# Start of Document passage

I was struck by the article because I lived in The Landing in 1970, when it was an apartment complex. (It was the first place my family lived in Texas, at a time when my father wasn't sure he was going to be transferred permanently to the Shell refinery there. We lived there about 10 months.) It is located [satellite map] right on the shore of Clear Lake, and even back then the parking lots would flood during a bad storm because it was so close to sea level. At some point in the 1980s, on one of my trips back for Christmas, I drove by and noticed that the ground around the complex had been built up somewhat, raising it a few feet. Not enough in the case of a major hurricane, and in any case there must have been extensive wind damage, as the eye of the hurricane passed just a few miles to the east.

# End of Document passage

Set exercise A: List every geographic place name mentioned in the passage about the apartment complex.
The passage and the records that follow come from unrelated sources.

# Start of Exercise input

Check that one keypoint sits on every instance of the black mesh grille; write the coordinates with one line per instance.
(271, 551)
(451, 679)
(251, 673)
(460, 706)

# End of Exercise input
# Start of Exercise input

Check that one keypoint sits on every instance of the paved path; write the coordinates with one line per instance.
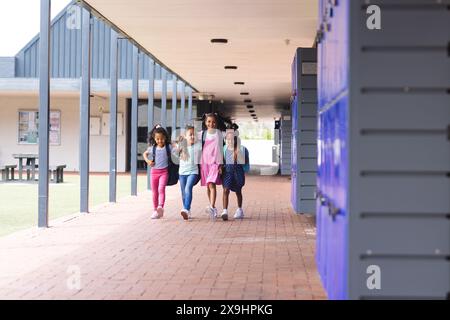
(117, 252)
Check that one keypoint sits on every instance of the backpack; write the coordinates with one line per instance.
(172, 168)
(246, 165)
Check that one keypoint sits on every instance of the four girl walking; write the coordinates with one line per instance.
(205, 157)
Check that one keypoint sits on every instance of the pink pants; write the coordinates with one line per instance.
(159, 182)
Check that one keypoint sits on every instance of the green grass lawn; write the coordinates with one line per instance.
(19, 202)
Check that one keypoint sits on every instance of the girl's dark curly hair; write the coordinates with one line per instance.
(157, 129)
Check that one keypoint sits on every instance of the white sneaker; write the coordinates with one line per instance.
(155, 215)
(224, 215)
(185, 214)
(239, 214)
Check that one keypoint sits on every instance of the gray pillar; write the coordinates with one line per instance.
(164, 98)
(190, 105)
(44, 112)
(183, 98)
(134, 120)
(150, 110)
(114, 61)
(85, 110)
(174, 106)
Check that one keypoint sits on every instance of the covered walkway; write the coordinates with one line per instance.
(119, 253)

# End of Exercise input

Set exercise B: Collect every line of the records that contains the string "girl". Case counts.

Task response A:
The Landing
Texas
Clear Lake

Task response B:
Check that one keypoint sits on every instance of the four girl walking; write the coordinates with one line per instance.
Check that one keypoint sits on every instance of the girl's dark curly hair; write the coordinates with one line per instance.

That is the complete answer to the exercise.